> **Excerpted passage**
---
Well there's a lot of energy bonds that are maturing in the next 1 2 3 four years. There's stress there. I think the borrowing basis will be stressed because I think the process will be pulled back from the banks. I think they have to be a little bit. And so and I think the capital is very constrained.

If there's any out there I think private equity the best that they've made. I think that they'd like to monetize some of those if they could since they've made them 4 5 6 seven years ago. And I do think that we're one of the unusual kind of board lot there because we are a public oil and gas company.

And we do say that I think we're the only kind of public energy company our size. It has been rebirth by the belief of Jerry Jones and his family when they called us in January of 2018 when they're looking at a depressed market and really acquired the ownership in Comstock when we were in tough times. Same thing happened in 2019.

We acquired Covey Park when times were tough. So we've been rebirth in tough times. So that's where you look at this cost structure the high margins and the low cost. We're public. I think a lot of the companies would like to deal with a public entity because at some point in time the sector will turn around you will want somebody to be a winner.

And we want to be on that winning circle. So I we're I think we attract a lot of those opportunities. Now I think we're cautious because we don't want to hurt the years and years we put to get where we are. And we don't want to hurt relationships so we're not going to get weak in a market we're in.

If we do anything I mean it will be it will create less leverage and it will create a stronger future. So that's what we're looking to doing..

Dun McIntosh

Great. Thanks for all that and congrats on a strong quarter and a good outlook for 2020. Look forward to following the story. All the good one..

Jay Allison

Thanks for your support..

Operator

Our next question comes from Phillips Johnston of Capital One. Your line is open..

Phillips Johnston

Hey, guys, thanks. Just a follow-up on the question about the trajectory of production going forward. So it sounds like you should exit this year slightly above where you are today. So I guess you're at five rigs and around 34 wells for this year.
---
> **Data extract**

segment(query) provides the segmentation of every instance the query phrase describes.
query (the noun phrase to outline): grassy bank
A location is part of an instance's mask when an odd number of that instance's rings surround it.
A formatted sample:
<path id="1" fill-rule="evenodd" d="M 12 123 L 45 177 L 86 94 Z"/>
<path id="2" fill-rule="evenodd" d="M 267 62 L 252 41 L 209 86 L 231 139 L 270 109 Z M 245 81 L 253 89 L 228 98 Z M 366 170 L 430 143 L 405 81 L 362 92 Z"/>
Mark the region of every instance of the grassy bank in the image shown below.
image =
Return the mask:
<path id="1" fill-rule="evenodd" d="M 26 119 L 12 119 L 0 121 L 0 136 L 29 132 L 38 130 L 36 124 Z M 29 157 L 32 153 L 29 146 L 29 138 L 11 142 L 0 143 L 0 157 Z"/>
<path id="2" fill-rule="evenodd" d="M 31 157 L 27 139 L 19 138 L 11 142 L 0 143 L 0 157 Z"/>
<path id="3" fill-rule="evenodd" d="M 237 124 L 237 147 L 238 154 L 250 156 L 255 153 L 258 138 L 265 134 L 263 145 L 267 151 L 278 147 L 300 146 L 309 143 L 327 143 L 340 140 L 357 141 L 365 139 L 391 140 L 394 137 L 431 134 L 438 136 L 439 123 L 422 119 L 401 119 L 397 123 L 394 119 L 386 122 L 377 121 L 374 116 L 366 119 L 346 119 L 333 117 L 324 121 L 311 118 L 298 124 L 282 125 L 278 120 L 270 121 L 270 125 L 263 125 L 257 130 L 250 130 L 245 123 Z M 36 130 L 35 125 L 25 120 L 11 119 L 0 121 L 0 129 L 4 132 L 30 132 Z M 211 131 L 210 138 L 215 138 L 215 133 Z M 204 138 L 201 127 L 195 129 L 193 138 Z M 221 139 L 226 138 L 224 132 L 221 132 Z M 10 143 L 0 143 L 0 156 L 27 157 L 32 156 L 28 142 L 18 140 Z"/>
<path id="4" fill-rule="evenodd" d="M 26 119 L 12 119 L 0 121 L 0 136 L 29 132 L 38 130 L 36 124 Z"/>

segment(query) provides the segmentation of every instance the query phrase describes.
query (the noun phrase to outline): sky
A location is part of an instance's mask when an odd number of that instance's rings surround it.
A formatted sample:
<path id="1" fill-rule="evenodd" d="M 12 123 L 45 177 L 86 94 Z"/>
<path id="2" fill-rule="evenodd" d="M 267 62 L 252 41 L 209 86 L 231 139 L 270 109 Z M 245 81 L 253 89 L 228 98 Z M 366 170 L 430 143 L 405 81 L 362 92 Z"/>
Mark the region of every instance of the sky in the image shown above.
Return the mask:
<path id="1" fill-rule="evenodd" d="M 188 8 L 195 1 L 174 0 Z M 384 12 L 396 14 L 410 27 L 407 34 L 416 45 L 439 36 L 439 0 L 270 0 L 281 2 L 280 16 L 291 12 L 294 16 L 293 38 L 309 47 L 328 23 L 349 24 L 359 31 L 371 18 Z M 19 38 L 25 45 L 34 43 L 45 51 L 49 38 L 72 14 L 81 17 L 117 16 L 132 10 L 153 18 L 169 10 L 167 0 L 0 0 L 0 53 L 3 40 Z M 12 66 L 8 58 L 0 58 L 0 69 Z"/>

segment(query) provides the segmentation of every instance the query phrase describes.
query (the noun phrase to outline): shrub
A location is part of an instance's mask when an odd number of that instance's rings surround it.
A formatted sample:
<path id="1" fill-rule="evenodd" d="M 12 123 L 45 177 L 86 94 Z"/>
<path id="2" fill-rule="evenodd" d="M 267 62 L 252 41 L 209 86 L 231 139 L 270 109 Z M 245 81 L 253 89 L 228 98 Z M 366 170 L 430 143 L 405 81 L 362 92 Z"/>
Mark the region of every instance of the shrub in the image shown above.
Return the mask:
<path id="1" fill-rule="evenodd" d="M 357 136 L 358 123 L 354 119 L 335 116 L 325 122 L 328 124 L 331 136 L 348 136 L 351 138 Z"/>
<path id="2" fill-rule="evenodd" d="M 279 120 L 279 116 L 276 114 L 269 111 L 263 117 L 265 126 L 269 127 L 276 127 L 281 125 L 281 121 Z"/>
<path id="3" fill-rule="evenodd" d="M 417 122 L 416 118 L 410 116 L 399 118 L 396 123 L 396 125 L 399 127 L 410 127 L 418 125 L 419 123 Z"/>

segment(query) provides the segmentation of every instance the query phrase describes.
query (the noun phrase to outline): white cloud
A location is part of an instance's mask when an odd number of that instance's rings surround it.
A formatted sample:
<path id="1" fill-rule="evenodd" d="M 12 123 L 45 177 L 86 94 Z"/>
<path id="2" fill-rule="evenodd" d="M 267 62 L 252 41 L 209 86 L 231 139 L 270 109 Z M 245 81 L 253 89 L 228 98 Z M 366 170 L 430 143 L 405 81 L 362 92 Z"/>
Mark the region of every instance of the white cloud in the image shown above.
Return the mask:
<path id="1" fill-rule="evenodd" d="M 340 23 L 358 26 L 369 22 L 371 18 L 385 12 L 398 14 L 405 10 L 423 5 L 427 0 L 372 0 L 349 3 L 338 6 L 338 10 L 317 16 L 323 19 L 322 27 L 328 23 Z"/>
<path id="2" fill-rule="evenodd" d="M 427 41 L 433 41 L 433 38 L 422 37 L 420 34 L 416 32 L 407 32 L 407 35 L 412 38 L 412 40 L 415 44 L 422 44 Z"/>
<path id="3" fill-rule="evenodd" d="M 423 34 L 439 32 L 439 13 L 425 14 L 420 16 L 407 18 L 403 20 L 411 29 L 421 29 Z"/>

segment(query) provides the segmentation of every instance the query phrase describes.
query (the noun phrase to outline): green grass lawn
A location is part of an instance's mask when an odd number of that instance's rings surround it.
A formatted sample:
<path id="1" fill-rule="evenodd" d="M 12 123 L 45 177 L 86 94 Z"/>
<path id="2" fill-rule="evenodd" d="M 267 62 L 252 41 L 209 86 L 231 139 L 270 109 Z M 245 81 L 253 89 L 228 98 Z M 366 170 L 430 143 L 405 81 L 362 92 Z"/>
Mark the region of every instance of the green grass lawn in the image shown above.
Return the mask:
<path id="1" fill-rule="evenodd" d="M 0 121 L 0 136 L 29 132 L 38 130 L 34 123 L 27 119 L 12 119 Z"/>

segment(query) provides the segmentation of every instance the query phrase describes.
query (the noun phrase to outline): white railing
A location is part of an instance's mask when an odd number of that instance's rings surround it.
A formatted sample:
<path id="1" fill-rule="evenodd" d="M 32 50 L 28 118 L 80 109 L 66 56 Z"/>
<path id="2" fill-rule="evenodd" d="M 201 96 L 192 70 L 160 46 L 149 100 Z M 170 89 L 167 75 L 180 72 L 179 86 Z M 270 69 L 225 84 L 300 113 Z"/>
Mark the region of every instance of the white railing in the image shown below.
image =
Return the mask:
---
> **Short task 1**
Copy out the call transcript in full, word for word.
> **Short task 2**
How many lines of the records contain the string "below"? Reply with the number alone.

> **Final result 1**
Well there's a lot of energy bonds that are maturing in the next 1 2 3 four years. There's stress there. I think the borrowing basis will be stressed because I think the process will be pulled back from the banks. I think they have to be a little bit. And so and I think the capital is very constrained.

If there's any out there I think private equity the best that they've made. I think that they'd like to monetize some of those if they could since they've made them 4 5 6 seven years ago. And I do think that we're one of the unusual kind of board lot there because we are a public oil and gas company.

And we do say that I think we're the only kind of public energy company our size. It has been rebirth by the belief of Jerry Jones and his family when they called us in January of 2018 when they're looking at a depressed market and really acquired the ownership in Comstock when we were in tough times. Same thing happened in 2019.

We acquired Covey Park when times were tough. So we've been rebirth in tough times. So that's where you look at this cost structure the high margins and the low cost. We're public. I think a lot of the companies would like to deal with a public entity because at some point in time the sector will turn around you will want somebody to be a winner.

And we want to be on that winning circle. So I we're I think we attract a lot of those opportunities. Now I think we're cautious because we don't want to hurt the years and years we put to get where we are. And we don't want to hurt relationships so we're not going to get weak in a market we're in.

If we do anything I mean it will be it will create less leverage and it will create a stronger future. So that's what we're looking to doing..

Dun McIntosh

Great. Thanks for all that and congrats on a strong quarter and a good outlook for 2020. Look forward to following the story. All the good one..

Jay Allison

Thanks for your support..

Operator

Our next question comes from Phillips Johnston of Capital One. Your line is open..

Phillips Johnston

Hey, guys, thanks. Just a follow-up on the question about the trajectory of production going forward. So it sounds like you should exit this year slightly above where you are today. So I guess you're at five rigs and around 34 wells for this year.

> **Final result 2**
2